= GESTELDE OPDRACHT A =
Beantwoord over het fragment met de bouwregels:
(i) Hoeveel woningen zijn per bouwvlak maximaal toegestaan als er geen aanduiding 'maximaal aantal wooneenheden' is?
(ii) Wat is de maximale bouwhoogte van erfafscheidingen?
(iii) Hoe groot mag de gezamenlijke oppervlakte van andere bouwwerken per bouwperceel maximaal zijn?
= GESTELDE OPDRACHT B =
Tel in de records de regels waarin het woord "white" staat, met inachtneming van hoofdletters en kleine letters. Geef alleen het aantal.

= GEKOZEN FRAGMENT =
Op deze gronden mag worden gebouwd en gelden de volgende regels:

6.2.1 Gebouwen
  • a. gebouwen worden binnen het bouwvlak gebouwd;
  • b. per bouwvlak is maximaal één woning toegestaan, tenzij anders is aangegeven door middel van de aanduiding 'maximaal aantal wooneenheden';
  • c. ter plaatse van de aanduiding 'maximale goot- en bouwhoogte (m)' mogen de goot- en bouwhoogte maximaal de aangegeven hoogten in meters bedragen;
  • d. in afwijking van het bepaalde onder c. geldt ter plaatse van de aanduiding 'karakteristiek' dat, ter behoud van de cultuurhistorische waarde, uitsluitend de bestaande inhoud, goot- en bouwhoogte, dakhelling en nokrichting zijn toegestaan;
6.2.2 Andere bouwwerken
  • a. de bouwhoogte van erfafscheidingen bedraagt maximaal 1 m;
  • b. de bouwhoogte van overige andere bouwwerken bedraagt maximaal 2 m;
  • c. de gezamenlijke oppervlakte van andere bouwwerken mag maximaal 10 m² per bouwperceel bedragen.

= MATERIAAL VOOR OPDRACHT =
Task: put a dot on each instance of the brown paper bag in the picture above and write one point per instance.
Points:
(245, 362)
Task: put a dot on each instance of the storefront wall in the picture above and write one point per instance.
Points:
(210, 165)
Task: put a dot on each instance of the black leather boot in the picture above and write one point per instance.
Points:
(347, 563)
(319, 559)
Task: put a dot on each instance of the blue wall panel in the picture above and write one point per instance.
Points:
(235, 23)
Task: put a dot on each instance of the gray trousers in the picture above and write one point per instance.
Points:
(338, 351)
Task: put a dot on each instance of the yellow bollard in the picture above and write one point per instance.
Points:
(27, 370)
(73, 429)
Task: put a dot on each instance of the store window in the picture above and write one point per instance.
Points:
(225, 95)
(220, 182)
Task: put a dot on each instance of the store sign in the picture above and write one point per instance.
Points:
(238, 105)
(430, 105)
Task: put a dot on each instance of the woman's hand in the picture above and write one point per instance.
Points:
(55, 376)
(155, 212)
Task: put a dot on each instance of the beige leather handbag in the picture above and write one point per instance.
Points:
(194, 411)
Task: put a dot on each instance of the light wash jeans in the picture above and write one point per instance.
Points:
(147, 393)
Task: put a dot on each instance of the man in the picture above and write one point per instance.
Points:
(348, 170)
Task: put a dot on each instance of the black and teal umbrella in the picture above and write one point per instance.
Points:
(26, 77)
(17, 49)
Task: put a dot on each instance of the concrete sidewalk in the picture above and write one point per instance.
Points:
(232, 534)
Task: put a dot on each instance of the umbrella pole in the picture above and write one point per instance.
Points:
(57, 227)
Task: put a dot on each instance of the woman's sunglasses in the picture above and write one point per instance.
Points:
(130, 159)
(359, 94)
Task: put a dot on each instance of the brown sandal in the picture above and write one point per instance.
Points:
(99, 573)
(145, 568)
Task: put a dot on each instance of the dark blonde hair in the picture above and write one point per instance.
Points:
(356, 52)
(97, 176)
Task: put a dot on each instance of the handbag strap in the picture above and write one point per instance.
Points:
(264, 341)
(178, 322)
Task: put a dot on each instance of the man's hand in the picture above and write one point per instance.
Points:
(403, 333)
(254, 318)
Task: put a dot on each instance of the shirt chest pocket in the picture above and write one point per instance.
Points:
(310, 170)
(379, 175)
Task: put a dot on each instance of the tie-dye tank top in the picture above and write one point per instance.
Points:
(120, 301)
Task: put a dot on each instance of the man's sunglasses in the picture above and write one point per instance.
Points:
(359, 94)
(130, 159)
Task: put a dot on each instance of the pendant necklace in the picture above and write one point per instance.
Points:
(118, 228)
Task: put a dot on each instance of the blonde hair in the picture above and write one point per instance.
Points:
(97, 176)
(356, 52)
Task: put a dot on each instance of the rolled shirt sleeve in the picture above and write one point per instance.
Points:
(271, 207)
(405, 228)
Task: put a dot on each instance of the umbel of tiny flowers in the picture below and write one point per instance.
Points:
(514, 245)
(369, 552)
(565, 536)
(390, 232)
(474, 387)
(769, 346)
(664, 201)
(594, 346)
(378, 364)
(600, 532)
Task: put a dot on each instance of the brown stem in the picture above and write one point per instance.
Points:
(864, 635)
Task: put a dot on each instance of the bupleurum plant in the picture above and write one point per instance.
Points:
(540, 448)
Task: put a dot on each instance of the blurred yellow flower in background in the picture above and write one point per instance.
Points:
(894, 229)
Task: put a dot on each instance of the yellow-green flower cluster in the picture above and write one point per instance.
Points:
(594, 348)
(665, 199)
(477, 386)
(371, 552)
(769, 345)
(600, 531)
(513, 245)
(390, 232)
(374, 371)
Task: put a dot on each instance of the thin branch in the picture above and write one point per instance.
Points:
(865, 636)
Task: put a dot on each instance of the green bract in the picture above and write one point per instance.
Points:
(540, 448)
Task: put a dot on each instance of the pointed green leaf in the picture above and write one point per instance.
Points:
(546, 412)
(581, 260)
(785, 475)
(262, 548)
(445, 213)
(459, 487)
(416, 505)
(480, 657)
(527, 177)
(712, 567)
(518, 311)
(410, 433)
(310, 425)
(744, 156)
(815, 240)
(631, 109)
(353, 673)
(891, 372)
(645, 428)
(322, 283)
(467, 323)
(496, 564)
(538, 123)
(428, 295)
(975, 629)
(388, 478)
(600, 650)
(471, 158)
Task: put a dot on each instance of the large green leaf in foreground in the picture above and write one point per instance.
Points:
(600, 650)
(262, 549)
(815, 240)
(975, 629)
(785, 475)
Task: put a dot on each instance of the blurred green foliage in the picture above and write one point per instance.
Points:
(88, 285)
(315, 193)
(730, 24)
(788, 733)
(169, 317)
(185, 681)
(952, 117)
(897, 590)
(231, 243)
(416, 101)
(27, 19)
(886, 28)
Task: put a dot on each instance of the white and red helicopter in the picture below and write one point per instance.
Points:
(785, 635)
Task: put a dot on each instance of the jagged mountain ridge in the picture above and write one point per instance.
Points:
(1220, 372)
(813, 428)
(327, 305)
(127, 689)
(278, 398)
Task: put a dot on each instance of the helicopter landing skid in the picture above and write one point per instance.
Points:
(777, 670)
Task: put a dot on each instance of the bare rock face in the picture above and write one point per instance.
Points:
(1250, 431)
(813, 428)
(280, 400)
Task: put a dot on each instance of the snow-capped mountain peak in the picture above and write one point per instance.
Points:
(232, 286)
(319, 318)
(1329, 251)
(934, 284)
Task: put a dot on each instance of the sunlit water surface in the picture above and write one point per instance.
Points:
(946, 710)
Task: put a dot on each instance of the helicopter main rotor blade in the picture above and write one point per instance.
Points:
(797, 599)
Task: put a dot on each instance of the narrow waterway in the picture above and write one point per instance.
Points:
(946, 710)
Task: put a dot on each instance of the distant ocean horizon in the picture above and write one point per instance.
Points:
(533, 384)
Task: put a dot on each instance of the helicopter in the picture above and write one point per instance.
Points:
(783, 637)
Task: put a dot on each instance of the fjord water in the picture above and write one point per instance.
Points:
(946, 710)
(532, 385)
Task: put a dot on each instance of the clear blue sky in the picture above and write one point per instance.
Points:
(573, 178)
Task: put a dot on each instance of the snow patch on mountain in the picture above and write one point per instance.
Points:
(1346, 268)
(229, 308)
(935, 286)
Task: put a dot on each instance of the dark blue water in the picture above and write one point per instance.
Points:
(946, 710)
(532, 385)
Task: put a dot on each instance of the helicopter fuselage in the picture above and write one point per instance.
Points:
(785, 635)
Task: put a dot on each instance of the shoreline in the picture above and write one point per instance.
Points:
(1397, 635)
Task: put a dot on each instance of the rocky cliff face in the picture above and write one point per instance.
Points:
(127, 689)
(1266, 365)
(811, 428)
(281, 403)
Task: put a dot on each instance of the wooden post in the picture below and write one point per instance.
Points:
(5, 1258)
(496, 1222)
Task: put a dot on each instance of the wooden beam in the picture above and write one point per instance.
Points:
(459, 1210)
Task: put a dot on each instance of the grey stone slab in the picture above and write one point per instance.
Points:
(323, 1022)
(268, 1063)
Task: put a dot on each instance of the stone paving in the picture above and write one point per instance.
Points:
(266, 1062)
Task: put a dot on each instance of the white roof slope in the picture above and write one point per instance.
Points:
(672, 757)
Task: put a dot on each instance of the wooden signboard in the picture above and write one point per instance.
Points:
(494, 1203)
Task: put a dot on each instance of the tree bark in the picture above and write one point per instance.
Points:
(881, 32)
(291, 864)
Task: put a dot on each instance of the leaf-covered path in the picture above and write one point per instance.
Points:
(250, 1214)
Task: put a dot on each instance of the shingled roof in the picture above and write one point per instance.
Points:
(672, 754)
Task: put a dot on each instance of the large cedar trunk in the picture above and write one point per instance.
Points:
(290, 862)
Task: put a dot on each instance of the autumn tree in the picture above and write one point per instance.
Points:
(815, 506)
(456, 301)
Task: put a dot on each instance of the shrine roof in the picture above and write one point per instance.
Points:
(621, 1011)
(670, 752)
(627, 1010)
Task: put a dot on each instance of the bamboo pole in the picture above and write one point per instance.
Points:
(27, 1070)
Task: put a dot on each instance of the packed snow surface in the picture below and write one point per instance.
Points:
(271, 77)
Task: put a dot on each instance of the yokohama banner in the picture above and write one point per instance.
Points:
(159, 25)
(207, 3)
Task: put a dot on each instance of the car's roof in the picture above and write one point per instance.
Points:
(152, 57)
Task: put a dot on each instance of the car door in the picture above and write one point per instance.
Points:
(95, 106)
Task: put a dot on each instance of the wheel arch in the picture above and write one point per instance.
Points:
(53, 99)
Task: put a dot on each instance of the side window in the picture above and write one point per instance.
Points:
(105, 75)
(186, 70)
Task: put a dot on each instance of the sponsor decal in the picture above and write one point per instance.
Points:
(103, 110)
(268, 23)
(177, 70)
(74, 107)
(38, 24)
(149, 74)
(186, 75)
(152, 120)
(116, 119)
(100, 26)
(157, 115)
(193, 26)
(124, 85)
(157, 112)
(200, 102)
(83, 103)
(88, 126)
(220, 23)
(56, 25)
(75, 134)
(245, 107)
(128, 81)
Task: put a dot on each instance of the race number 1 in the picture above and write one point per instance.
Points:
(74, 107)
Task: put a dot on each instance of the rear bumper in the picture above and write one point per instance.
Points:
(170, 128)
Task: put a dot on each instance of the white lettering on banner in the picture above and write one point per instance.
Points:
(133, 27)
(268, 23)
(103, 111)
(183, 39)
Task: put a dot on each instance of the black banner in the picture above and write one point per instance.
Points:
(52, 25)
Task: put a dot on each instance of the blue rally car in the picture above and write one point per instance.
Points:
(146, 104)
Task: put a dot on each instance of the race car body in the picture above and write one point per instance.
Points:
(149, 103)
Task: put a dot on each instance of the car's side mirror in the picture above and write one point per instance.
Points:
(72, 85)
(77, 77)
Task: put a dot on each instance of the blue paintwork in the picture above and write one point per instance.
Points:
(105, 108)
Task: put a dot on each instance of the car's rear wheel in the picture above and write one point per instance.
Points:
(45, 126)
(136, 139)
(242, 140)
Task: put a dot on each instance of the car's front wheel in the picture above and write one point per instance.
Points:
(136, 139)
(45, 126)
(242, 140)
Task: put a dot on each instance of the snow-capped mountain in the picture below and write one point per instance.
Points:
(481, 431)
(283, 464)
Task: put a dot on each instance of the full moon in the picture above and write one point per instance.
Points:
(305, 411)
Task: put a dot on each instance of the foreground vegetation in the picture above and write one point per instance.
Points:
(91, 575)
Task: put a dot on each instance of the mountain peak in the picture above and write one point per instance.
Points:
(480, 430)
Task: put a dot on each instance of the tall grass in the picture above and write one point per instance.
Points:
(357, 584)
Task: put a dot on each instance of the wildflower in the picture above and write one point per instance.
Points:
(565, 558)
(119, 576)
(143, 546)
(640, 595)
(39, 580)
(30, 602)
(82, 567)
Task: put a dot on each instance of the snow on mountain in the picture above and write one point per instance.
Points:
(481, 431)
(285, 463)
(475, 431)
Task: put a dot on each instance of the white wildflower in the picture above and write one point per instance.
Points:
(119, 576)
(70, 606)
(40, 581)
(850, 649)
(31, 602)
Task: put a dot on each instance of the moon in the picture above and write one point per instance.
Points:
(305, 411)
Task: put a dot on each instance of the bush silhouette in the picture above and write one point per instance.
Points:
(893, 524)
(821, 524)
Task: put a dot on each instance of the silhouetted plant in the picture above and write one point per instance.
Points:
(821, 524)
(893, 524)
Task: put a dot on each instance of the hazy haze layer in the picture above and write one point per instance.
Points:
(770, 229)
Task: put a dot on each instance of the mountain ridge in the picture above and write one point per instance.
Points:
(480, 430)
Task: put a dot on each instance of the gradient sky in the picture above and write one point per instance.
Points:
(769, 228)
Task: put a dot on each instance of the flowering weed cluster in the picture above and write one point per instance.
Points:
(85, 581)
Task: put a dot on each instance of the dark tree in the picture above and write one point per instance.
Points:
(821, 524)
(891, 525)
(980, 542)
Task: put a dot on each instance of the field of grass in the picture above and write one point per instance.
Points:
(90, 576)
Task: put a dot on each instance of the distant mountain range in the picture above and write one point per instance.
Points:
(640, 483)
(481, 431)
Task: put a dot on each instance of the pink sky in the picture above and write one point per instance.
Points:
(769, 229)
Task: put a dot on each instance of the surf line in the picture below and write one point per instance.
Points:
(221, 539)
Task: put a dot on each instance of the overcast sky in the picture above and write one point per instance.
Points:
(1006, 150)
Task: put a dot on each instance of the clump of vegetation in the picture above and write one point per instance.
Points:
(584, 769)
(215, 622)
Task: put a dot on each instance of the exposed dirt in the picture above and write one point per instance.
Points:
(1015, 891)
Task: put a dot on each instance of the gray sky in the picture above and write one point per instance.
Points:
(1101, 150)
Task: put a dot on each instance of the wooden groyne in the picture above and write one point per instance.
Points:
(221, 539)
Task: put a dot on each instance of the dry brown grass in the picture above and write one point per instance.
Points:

= UITWERKING OPDRACHT A =
(i) Maximaal één woning.
(ii) 1 m.
(iii) 10 m².

= UITWERKING OPDRACHT B =
4